= Record set =

____

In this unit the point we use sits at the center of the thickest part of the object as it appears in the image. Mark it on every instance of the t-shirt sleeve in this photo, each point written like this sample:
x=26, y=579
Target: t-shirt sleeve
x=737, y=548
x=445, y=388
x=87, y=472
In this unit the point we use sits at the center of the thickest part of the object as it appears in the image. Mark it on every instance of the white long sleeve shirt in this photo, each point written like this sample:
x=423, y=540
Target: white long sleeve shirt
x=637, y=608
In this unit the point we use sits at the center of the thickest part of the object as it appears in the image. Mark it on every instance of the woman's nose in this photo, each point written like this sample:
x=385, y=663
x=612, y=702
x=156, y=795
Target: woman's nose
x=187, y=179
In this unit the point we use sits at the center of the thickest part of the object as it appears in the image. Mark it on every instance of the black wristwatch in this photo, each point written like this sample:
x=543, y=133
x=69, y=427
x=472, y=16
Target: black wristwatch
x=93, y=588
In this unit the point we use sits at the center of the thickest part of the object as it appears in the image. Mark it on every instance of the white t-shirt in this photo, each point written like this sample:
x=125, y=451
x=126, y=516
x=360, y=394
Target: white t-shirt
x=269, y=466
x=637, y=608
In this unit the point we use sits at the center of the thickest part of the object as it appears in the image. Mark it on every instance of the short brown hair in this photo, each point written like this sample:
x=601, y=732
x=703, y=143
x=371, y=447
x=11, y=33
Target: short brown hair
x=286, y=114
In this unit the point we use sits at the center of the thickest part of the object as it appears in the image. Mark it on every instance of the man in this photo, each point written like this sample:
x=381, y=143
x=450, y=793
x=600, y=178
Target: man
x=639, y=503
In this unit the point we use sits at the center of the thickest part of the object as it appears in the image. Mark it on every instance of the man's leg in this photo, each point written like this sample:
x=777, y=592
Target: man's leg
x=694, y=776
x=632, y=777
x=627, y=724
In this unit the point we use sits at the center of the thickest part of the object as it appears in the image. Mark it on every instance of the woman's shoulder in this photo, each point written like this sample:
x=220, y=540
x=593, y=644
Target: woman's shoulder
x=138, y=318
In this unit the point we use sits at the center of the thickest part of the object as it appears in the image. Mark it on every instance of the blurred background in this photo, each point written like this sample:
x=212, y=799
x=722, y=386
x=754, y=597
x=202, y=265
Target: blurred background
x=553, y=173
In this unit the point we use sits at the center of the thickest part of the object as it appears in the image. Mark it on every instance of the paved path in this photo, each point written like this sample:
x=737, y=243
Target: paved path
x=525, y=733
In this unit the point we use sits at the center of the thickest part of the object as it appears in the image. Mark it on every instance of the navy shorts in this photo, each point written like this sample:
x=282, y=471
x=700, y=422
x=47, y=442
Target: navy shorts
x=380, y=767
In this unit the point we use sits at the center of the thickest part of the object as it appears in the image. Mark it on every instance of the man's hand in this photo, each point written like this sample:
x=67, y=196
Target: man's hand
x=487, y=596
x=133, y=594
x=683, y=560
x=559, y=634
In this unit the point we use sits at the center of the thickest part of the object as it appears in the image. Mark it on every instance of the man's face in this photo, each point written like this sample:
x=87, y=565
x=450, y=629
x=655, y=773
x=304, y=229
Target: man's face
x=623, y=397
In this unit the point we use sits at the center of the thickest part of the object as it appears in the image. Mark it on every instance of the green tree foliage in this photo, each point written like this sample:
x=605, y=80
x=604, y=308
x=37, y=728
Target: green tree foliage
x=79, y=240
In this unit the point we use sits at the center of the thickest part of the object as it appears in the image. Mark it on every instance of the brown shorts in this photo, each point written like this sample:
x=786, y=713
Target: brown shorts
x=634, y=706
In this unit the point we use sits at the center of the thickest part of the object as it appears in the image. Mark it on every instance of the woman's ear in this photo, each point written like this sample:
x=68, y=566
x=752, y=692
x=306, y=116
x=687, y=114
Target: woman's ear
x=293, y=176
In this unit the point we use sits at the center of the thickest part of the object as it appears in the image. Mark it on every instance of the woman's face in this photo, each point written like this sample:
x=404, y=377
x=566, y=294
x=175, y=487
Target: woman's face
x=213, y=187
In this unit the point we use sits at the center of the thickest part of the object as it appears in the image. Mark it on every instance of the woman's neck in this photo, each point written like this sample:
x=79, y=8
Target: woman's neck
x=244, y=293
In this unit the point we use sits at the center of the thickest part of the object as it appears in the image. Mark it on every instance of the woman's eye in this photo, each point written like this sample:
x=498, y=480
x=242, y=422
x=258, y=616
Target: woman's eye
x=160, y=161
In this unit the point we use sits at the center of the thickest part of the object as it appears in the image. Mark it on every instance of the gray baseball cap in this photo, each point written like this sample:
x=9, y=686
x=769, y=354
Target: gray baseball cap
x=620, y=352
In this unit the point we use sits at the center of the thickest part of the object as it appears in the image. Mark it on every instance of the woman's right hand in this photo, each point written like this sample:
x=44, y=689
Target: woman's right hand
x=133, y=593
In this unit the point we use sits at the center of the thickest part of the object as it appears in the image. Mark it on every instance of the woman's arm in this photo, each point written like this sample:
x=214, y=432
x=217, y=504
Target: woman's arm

____

= Short exercise =
Swap "thickest part" for "widest part" throughout the listing above, then write out all its lines again with nothing else altered.

= Written answer =
In this unit the point we use sits at the center of the widest part of the object as it appears in the image. Mark it on every instance of the t-shirt sleeve in this photo, each point written like this sample:
x=26, y=579
Target: t-shirt sleeve
x=737, y=548
x=445, y=388
x=87, y=472
In this unit the point we use sits at the center of the widest part of the object as it appears in the image. Mark it on every instance of the white long sleeve shirt in this photo, each point written like this sample:
x=423, y=540
Target: white long sleeve shirt
x=637, y=608
In this unit the point we use sits at the center of the widest part of the object as it appears in the image. Mark it on every instance of the woman's nose in this photo, each point written like this sample:
x=385, y=663
x=612, y=702
x=156, y=795
Target: woman's nose
x=187, y=179
In this unit the point we use sits at the center of the widest part of the object as it appears in the image. Mark it on every instance of the black wristwatch in this photo, each point written like this sample:
x=543, y=133
x=69, y=427
x=472, y=16
Target: black wristwatch
x=93, y=588
In this unit the point we use sits at the center of the widest part of the object as it appears in the image. Mark it on every instance of the white t-shirt in this photo, each point written like this sample:
x=125, y=451
x=126, y=516
x=360, y=394
Target: white t-shirt
x=269, y=466
x=637, y=608
In this unit the point we use sits at the center of the widest part of the object as it appears in the image. Mark it on every instance of the short brown hair in this photo, each point written like this sample:
x=601, y=732
x=703, y=143
x=371, y=447
x=11, y=33
Target: short brown hair
x=286, y=114
In this unit the point we use sits at the center of the widest part of the object as it appears in the image. Mark it on every instance of the man in this photo, each point written like this sample:
x=381, y=143
x=450, y=793
x=600, y=178
Target: man
x=639, y=503
In this unit the point we use sits at the center of the widest part of the object as it appears in the image. Mark it on every instance of the man's leg in this photo, each point written like this sample:
x=777, y=592
Target: man's leg
x=694, y=776
x=632, y=777
x=627, y=724
In this unit the point we use sits at the center of the widest part of the object as it appears in the image. Mark it on every instance of the woman's shoulder in this photo, each point written like this sample:
x=220, y=540
x=593, y=644
Target: woman's shoulder
x=138, y=318
In this unit the point we use sits at the center of the widest part of the object as it appears in the image. Mark it on every instance of the blurred background in this photo, each point written like this sample:
x=212, y=799
x=722, y=386
x=754, y=597
x=202, y=265
Target: blurred background
x=553, y=173
In this unit the point we use sits at the center of the widest part of the object as it appears in the image. Mark it on every instance of the paved path in this photo, each point written like this sample:
x=737, y=243
Target: paved path
x=525, y=733
In this unit the point we use sits at the center of the widest part of the object as it appears in the image. Mark it on every instance of the navy shorts in this photo, each point written like this sample:
x=282, y=471
x=700, y=422
x=47, y=442
Target: navy shorts
x=380, y=767
In this unit the point we use sits at the center of the widest part of the object as it appears in the image. Mark it on every instance of the man's hand in this photo, each point written like this sample:
x=67, y=196
Target: man's hand
x=487, y=596
x=133, y=594
x=683, y=560
x=559, y=634
In this unit the point we use sits at the center of the widest part of the object as it appears in the image. Mark it on every instance of the man's face in this photo, each point written like this sample:
x=87, y=565
x=450, y=629
x=655, y=773
x=304, y=229
Target: man's face
x=623, y=397
In this unit the point we use sits at the center of the widest part of the object as it appears in the image. Mark it on every instance of the green tree foliage in this photo, each point written like this sample:
x=605, y=80
x=604, y=308
x=37, y=728
Target: green tree foliage
x=79, y=240
In this unit the point we use sits at the center of the widest part of the object as it appears in the image. Mark it on every instance of the brown shorts in this photo, each point written like this sample:
x=786, y=713
Target: brown shorts
x=634, y=706
In this unit the point we use sits at the center of the widest part of the object as it appears in the image. Mark it on every instance of the woman's ear in this photo, each point written like this sample:
x=68, y=566
x=752, y=692
x=306, y=116
x=687, y=114
Target: woman's ear
x=293, y=176
In this unit the point we use sits at the center of the widest part of the object as it appears in the image. Mark it on every instance of the woman's face in this photo, each point written like this sample:
x=404, y=377
x=566, y=294
x=175, y=487
Target: woman's face
x=213, y=187
In this unit the point we use sits at the center of the widest part of the object as it appears in the image. Mark it on every instance of the woman's neck in this photo, each point written like this sample:
x=79, y=8
Target: woman's neck
x=244, y=293
In this unit the point we use sits at the center of the widest part of the object as it appears in the image. Mark it on every instance of the woman's eye in this photo, each point written like this sample:
x=498, y=480
x=242, y=422
x=258, y=616
Target: woman's eye
x=160, y=161
In this unit the point we use sits at the center of the widest part of the object as it appears in the image. Mark it on every instance of the gray baseball cap in this photo, each point written like this sample:
x=9, y=686
x=769, y=354
Target: gray baseball cap
x=620, y=352
In this unit the point we use sits at the center of the widest part of the object as it appears in the image. Mark it on every instance of the woman's right hand in this photo, each point written like this sample:
x=44, y=689
Target: woman's right hand
x=133, y=593
In this unit the point we use sits at the center of the widest part of the object as it appears in the image. Mark it on every instance of the woman's arm in this photo, each point written like this sample:
x=214, y=432
x=217, y=504
Target: woman's arm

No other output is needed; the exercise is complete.